◆ Available records:

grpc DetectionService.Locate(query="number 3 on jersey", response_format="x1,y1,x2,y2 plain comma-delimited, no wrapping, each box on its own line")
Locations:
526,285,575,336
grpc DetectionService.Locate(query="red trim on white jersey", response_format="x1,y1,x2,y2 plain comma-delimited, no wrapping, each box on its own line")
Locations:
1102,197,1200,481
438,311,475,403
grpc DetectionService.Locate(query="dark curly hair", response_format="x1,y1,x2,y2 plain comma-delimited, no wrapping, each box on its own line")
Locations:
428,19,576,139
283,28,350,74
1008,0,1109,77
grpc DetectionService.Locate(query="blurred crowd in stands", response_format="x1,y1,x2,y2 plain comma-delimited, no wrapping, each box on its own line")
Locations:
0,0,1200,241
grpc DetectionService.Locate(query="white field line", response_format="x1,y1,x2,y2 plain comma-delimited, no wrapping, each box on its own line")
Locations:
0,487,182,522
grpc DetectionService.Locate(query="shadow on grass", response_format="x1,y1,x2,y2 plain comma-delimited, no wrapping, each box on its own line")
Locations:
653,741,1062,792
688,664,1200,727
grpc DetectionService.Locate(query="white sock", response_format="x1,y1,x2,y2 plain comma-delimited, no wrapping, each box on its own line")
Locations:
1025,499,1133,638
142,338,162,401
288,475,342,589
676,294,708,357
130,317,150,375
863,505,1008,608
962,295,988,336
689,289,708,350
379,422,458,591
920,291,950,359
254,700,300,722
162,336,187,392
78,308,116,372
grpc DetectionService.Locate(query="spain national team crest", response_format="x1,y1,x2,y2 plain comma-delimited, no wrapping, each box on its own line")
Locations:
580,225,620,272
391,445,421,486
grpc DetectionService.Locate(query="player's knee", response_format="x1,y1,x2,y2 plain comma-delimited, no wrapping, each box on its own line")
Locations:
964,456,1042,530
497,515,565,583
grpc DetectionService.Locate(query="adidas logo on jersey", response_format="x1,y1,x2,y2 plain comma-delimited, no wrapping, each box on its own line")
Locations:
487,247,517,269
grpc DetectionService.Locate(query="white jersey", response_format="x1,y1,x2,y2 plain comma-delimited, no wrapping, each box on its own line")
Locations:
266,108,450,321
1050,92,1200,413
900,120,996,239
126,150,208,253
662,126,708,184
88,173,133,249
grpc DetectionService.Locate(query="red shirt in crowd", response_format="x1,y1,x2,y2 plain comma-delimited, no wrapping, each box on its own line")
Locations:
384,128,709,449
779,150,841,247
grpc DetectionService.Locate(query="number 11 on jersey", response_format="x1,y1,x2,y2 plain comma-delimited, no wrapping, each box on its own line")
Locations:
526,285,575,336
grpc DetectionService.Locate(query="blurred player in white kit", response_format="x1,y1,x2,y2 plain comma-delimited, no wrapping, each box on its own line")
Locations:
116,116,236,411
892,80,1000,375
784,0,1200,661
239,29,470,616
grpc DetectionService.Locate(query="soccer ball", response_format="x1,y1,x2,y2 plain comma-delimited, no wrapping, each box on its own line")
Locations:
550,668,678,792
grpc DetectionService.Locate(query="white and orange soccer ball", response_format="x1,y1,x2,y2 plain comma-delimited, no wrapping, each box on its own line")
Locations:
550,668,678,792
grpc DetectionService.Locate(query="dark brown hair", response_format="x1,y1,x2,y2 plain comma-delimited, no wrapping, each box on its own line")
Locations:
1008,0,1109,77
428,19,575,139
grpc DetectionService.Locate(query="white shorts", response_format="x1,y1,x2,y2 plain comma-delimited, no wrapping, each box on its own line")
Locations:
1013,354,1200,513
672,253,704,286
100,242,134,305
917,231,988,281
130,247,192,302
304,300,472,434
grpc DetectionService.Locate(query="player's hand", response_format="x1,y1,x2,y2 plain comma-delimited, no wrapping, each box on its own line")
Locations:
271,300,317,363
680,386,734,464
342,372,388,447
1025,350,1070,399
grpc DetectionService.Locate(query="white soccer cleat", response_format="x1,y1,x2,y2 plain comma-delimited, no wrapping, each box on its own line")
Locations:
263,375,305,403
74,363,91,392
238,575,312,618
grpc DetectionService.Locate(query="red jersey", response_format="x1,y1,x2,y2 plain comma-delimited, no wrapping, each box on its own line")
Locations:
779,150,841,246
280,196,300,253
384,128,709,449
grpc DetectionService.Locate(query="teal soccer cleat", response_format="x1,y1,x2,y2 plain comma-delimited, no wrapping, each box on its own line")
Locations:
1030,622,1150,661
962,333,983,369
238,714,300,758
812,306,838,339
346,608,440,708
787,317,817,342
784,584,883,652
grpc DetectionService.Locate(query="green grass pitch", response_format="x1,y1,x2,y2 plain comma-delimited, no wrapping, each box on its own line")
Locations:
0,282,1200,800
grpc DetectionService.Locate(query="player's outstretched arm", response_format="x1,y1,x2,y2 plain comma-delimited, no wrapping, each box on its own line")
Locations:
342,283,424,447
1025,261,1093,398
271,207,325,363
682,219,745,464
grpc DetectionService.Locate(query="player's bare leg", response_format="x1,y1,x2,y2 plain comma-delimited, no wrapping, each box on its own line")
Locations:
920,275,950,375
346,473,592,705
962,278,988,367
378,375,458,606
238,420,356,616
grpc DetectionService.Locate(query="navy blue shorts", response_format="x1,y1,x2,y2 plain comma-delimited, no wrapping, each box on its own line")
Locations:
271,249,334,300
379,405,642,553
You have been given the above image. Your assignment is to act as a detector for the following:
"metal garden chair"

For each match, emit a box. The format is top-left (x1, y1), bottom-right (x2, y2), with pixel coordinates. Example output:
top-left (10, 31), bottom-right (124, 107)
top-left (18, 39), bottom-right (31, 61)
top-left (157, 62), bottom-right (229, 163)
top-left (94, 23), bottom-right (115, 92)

◆ Goal: Scale the items above from the start through the line containing "0,0,1200,241", including that line, and write them all out again with the requests unchanged. Multiply every bounding box coordinate in the answers by 1.2 and round each to a whole number, rounding halves up.

◆ Task response:
grpc DetectionService.Locate(query="number 3 on jersey", response_format="x1,y1,x2,y2 plain comma-delimited, no wrapping, each box on its own line")
Locations:
631,342,690,403
grpc DetectionService.Locate(query="red trim on white jersey", response_format="x1,y1,x2,y2 plain comma-delimited, no wrapping, each box on its own line")
Locations:
1322,236,1440,577
526,373,570,484
grpc DetectionService.Locate(query="dark curly hair", response_format="x1,y1,x2,y2 plain comma-delimited, no wrapping, each box on its own line")
Locations:
514,23,691,167
340,34,420,89
1210,0,1331,92
grpc DetectionService.Locate(query="blurred crowd in stands", response_format="x1,y1,x2,y2 plain comma-delimited, no wrapping, each box on its own line")
Locations:
0,0,1440,289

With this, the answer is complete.